START DATA TO USE

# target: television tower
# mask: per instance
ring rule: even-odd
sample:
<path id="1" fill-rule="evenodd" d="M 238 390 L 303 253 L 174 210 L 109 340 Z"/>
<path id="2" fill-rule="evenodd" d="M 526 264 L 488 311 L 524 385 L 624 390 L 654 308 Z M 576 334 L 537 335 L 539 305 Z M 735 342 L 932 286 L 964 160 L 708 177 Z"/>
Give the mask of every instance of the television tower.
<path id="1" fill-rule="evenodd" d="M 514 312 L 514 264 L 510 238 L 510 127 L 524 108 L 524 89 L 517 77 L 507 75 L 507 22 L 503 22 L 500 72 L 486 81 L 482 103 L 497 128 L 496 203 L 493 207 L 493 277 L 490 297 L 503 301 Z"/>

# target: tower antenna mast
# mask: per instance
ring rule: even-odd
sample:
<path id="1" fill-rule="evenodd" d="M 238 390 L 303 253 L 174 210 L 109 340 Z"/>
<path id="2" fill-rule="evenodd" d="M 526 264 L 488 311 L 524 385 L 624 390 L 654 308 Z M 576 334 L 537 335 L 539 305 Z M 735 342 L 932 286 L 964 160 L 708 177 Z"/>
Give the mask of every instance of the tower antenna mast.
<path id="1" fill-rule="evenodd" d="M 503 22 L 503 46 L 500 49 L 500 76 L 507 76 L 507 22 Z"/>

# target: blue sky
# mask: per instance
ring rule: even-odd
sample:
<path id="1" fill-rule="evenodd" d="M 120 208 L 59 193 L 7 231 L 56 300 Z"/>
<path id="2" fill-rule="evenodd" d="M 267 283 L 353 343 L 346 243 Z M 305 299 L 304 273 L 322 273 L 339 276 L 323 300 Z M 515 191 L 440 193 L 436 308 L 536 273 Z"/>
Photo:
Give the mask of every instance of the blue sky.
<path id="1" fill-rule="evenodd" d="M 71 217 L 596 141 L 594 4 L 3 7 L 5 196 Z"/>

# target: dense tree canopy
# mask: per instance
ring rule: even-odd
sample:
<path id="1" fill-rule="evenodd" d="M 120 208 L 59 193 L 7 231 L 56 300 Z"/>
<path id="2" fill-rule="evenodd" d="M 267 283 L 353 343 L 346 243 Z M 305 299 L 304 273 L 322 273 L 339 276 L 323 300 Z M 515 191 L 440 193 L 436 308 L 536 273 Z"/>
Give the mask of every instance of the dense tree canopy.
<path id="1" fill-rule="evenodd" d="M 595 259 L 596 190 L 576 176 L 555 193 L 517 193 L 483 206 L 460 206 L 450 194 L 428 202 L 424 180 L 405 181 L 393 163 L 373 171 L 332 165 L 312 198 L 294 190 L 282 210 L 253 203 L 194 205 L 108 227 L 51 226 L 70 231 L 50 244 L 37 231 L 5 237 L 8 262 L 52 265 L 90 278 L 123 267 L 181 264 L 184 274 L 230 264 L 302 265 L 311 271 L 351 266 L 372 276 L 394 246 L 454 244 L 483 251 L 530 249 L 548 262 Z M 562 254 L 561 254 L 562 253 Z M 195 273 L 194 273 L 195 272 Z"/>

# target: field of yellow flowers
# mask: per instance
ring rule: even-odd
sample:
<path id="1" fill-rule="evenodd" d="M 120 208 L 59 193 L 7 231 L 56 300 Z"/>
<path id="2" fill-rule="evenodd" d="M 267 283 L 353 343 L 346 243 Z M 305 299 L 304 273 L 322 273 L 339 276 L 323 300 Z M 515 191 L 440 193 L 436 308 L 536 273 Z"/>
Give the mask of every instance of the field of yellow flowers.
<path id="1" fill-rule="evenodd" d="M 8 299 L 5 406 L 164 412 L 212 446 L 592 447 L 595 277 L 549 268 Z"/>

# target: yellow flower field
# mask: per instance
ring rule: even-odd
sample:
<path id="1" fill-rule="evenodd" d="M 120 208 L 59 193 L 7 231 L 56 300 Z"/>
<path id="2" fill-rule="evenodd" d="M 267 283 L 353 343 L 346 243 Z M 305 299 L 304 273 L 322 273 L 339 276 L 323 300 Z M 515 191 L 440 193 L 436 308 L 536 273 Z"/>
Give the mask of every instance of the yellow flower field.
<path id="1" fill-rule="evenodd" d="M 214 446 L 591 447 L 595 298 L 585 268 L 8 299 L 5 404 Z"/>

END DATA TO USE

* ACTIVITY
In the entries above, find each line with the word "target" and show it.

* SOLVED EXERCISE
# target: television tower
# target: tower antenna mast
# target: blue sky
# target: dense tree canopy
# target: field of yellow flowers
# target: yellow flower field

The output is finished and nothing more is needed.